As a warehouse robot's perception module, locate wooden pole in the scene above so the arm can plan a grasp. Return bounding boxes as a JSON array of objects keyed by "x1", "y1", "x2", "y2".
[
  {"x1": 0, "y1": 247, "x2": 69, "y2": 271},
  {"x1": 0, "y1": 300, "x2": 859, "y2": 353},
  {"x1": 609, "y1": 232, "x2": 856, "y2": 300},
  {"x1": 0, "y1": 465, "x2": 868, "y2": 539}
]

About this exercise: Go through the records and copy each one exactly.

Your solution:
As a warehouse robot's perception module, locate wooden pole in the scene above so the arm can plan a grasp. Return bounding boxes as a JSON array of objects keyed by "x1", "y1", "x2", "y2".
[
  {"x1": 0, "y1": 247, "x2": 69, "y2": 271},
  {"x1": 0, "y1": 300, "x2": 859, "y2": 353},
  {"x1": 609, "y1": 232, "x2": 856, "y2": 300},
  {"x1": 0, "y1": 465, "x2": 868, "y2": 539}
]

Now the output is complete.